*RECORDS SUPPLIED*:
──────────

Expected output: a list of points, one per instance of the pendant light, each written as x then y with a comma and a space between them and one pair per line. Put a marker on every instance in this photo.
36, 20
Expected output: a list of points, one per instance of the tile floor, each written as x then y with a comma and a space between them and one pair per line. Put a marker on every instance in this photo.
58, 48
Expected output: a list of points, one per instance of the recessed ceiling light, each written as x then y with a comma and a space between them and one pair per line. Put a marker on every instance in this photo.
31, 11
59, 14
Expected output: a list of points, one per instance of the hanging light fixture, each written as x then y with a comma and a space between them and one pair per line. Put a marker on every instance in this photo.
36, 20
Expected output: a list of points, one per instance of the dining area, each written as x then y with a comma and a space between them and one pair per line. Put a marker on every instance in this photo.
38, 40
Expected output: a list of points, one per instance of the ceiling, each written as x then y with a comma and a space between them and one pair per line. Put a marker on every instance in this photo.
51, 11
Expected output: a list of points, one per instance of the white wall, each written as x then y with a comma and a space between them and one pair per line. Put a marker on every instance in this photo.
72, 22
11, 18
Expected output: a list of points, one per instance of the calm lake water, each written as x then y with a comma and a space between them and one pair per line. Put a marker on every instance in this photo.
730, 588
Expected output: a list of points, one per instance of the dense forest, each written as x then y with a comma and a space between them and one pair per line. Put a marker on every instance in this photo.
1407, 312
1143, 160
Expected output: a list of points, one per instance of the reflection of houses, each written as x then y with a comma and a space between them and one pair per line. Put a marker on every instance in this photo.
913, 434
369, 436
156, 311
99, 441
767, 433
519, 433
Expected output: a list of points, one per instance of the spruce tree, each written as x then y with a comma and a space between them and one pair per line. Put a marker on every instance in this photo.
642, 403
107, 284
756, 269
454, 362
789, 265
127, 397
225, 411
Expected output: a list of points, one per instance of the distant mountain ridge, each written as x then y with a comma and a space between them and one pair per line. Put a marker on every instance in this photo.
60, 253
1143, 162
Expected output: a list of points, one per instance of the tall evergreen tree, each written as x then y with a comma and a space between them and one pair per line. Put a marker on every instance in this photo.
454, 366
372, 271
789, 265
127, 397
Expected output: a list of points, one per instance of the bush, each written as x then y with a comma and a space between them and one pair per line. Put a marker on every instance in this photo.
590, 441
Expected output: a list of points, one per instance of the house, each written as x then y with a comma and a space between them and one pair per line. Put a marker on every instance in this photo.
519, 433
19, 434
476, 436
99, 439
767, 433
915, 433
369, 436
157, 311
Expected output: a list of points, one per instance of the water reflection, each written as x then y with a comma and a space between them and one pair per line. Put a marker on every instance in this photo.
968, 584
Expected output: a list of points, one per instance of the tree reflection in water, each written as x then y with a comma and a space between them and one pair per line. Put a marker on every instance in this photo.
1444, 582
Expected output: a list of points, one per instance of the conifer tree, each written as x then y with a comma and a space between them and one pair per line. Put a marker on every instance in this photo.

──────────

*TASK GOAL*: Return the listing above in full, character for character.

*ANSWER IN FULL*:
Expected output: a list of points, one per instance of the pendant light, each written as x then y with a comma and a space between them and one pair per line. Put a marker on every instance in this photo.
36, 20
Expected output: a list of points, one per instance of the tile floor, each written as x then y with a comma and a space between them and one pair per line. Put a marker on every instance in this photo.
58, 48
Expected output: a list of points, one per instance of the recessed ceiling light, each written as x then y with a comma and a space between them and one pair per line. Put a marker on every instance in this photo.
31, 11
59, 14
Expected output: a list of points, one per instance of the hanging light fixture, each written as x then y with a comma and a space between them and one pair per line. Put a marker on every instance in this photo.
36, 20
Expected output: a list of points, one per instance of the dining area, each written as x then y with a comma and a space between them and one pair per line. Put a marker on every instance in this photo.
38, 40
Expected output: a list of points, one per instance of the ceiling, each written as x then y with a comma and a space between them and one pair per line. Put a marker on every instance in this photo.
51, 11
Expected output: a list of points, one per instance of the white wall, each written as x then y with a comma and a space between them and one pair per line. Put a marker on every instance in this photo.
72, 22
11, 18
Expected output: a list of points, one per instance of the calm lake water, each written as x then y with a comma and a space between them and one pair per line. Put a marker on every instance in this photo.
730, 588
Expected output: a list of points, one per instance of the dense forest, each written as x then y with a comma and a space between them and one pair per line. Put a marker on every instance in this photo.
1407, 312
1143, 160
Expected output: a list of points, one per instance of the reflection of houses, each written as x then y with a comma and a space between them and one pair per line. Put a marker on every instance in this photo.
913, 434
369, 436
156, 311
99, 441
767, 433
519, 433
Expected output: a list of points, one per instance of the spruce tree, each written as x then y with a comma and a space between them and one pair per line. Put a marker on every instance in this photo.
642, 403
107, 284
756, 269
454, 362
789, 265
127, 397
225, 411
Expected output: a list of points, one per instance of the distant mountain ridge, each written as x then y with a comma and a space between them and one pair per line. Put a marker on every instance in this photo.
60, 253
1143, 162
Expected output: a list of points, one per instance of the tall evergreen tree, each written as x then y with a comma and a space between them and one pair per line. Put a marker on every instance in this photo.
454, 366
372, 271
789, 265
127, 397
Expected output: a list of points, one per instance of the bush, each written as x then y with a comma and a space between them and one pair per line. Put a marker on every instance in this photo.
590, 441
Expected output: a list of points, one per instance of the house, each written as x then y with a comma and a space between them and one pair per line. Put a marker on every instance in this photo.
519, 433
19, 434
476, 436
99, 439
767, 433
915, 433
369, 436
157, 311
Expected output: a list of points, one per instance of the water reflection, each written as x then y with a comma and a space between them and one pair per line. Put a marker on every instance in this photo.
968, 584
Expected output: a list of points, one per instance of the tree reflection in water, each written as x then y with a comma and a space between them and one pair per line. Put a marker on every instance in this photo.
1444, 582
Expected output: a list of points, one per instance of the conifer tree, each written as x then y with a comma and a space between them and one pair per line. Put a marker on every instance in this photo.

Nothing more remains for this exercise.